**** Task input

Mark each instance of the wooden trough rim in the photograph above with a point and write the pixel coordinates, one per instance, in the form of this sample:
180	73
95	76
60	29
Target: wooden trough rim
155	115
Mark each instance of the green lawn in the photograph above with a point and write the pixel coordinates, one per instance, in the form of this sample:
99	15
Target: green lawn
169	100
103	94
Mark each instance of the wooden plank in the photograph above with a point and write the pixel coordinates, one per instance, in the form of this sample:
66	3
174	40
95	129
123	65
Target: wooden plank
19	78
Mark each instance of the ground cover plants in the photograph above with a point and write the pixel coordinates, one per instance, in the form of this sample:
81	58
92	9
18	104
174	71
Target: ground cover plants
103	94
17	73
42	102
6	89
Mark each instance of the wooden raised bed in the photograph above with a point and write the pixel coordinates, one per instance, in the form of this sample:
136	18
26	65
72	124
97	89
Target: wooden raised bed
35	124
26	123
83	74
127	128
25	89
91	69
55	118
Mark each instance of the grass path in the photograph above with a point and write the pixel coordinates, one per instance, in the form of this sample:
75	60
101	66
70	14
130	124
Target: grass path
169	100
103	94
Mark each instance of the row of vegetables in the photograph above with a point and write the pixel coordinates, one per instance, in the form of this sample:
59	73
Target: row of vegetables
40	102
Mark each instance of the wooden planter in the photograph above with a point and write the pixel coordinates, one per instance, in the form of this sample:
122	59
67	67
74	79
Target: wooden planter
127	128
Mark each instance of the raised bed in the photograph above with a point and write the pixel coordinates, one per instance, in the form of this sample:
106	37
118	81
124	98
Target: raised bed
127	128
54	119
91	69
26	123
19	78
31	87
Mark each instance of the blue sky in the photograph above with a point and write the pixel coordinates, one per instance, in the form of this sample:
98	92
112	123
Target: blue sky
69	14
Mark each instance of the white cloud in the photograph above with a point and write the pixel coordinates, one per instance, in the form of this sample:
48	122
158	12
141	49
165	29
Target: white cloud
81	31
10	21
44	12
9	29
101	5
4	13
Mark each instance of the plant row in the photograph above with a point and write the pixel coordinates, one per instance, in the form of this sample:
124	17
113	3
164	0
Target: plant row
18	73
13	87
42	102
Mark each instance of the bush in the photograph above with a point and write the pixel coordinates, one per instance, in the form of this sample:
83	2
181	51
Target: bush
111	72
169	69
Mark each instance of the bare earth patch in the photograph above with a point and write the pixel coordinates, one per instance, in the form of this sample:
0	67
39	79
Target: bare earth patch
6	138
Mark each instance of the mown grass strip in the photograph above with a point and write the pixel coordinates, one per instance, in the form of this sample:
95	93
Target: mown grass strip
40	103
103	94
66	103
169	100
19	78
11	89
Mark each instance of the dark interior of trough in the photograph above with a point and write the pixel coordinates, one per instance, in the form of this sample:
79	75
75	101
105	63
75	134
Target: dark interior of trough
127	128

********

◆ **Work request**
Your response should consist of the full listing, exactly as written.

◆ **Task output**
Mark each instance of the wooden trough rim in the photograph above with a point and write the pixel coordinates, one per instance, in the form of this sample:
180	73
95	76
60	29
Target: wooden trough rim
155	115
Mark each instance of the green lawn in the photograph above with a point and write the pixel coordinates, one per instance, in the form of this sample:
99	15
Target: green lawn
169	100
103	94
Mark each instance of the wooden plank in the photograph above with a point and write the pixel coordinates, one per instance, in the form of this sample:
66	3
174	40
95	129
123	65
Target: wooden plank
19	78
Mark each instance of the ground cover plants in the photograph above with a point and write the pixel coordinates, one per instance, in the form of this sample:
81	58
92	9
18	104
174	71
Target: ground cover plants
103	94
17	73
42	102
6	89
Mark each instance of the wooden raised bed in the photograph above with a point and write the pixel coordinates, one per instance, in the form of this sample:
136	18
26	65
72	124
97	89
Target: wooden raised bed
35	124
26	123
83	74
127	128
25	89
91	69
55	118
Mark each instance of the grass path in the photograph above with a point and write the pixel coordinates, one per instance, in the form of this sample:
75	60
101	66
70	14
130	124
Target: grass path
169	100
103	94
Mark each instance of the row of vegetables in the photograph above with a point and write the pixel coordinates, one per instance, in the form of this sample:
59	73
Target: row of vegetables
40	102
Mark each instance of the wooden planter in the photograph above with a point and write the pixel coordinates, one per instance, in the form of this sample:
122	59
67	67
74	79
Target: wooden planter
127	128
Mark each instance of the raised bed in the photograph above with a point and write the pixel coordinates, one per instance, in the form of this sample:
106	37
118	81
124	98
Target: raised bed
127	128
54	119
91	69
26	123
19	78
31	87
Mark each instance of the blue sky in the photograph above with a point and write the pixel coordinates, one per instance, in the form of this sample:
98	92
112	123
Target: blue sky
69	14
Mark each instance of the white cloud in the photograph above with a point and write the pixel coordinates, one per instance, in the form of this sample:
48	122
158	12
141	49
165	29
Target: white cloud
81	31
10	21
44	12
9	29
101	5
4	13
Mark each instance of the plant row in the photograph above with a point and write the pixel coordinates, one per instance, in the form of this sample:
124	17
113	3
164	0
Target: plant row
18	73
13	87
42	102
Mark each instance of the bush in the photograph above with a point and write the pixel coordinates, one per instance, in the form of this sample:
83	2
181	51
Target: bush
111	72
169	69
Mark each instance of the bare earth patch in the photograph above with a point and write the pixel coordinates, one per instance, in the form of this sample:
0	67
39	79
Target: bare earth patch
6	138
Mark each instance of the mown grass strip in the photograph above with a point and write the pixel coordinates, one per instance, in the form of this sample:
95	93
Target: mown grass strip
40	103
103	94
66	103
169	100
19	78
11	89
Mark each instance of the dark interior of trough in the photograph above with a point and write the pixel coordinates, one per instance, in the form of this sample:
79	75
75	101
105	63
75	134
Target: dark interior of trough
127	128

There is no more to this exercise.